> **ASSIGNED TASK**: No picture belongs in the answer, which must hold exactly the lines from the one with "Give the mask of every instance of the gray" through the final line below.

+++

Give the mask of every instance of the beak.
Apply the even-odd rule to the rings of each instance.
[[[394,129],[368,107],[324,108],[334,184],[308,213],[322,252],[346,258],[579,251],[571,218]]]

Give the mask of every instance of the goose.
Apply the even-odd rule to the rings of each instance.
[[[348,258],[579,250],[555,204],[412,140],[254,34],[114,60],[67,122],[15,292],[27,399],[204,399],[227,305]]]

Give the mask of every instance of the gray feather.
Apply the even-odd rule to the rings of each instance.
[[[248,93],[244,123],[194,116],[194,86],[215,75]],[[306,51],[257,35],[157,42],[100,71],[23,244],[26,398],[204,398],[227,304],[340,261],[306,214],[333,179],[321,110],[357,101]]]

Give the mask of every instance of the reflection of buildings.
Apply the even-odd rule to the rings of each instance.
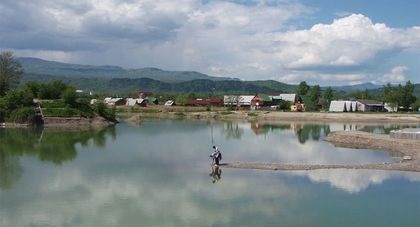
[[[244,130],[239,127],[238,122],[228,121],[224,126],[224,133],[228,139],[240,139],[244,133]]]
[[[359,124],[343,124],[343,123],[332,123],[330,124],[331,132],[336,131],[358,131],[363,126]]]

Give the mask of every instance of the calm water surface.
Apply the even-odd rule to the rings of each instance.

+++

> **REPLY TO THE EXERCISE**:
Give the mask of every instance of the gray feather.
Apply the even-odd rule to the rings of each instance.
[[[248,93],[244,123],[194,116],[194,86],[215,75]],[[306,51],[257,35],[157,42],[100,71],[23,244],[26,398],[204,398],[227,304],[340,261],[306,214],[333,179],[321,110],[357,101]]]

Give the mask of every instance of the reflection of buildings.
Apply the even-odd rule to the rings of each instance.
[[[244,130],[239,127],[238,122],[228,121],[224,126],[224,133],[228,139],[240,139],[244,133]]]
[[[359,124],[343,124],[343,123],[332,123],[330,124],[331,132],[336,131],[358,131],[363,126]]]

Give the mask of every instance of the calm water surface.
Apply the even-odd rule to the rings of each instance.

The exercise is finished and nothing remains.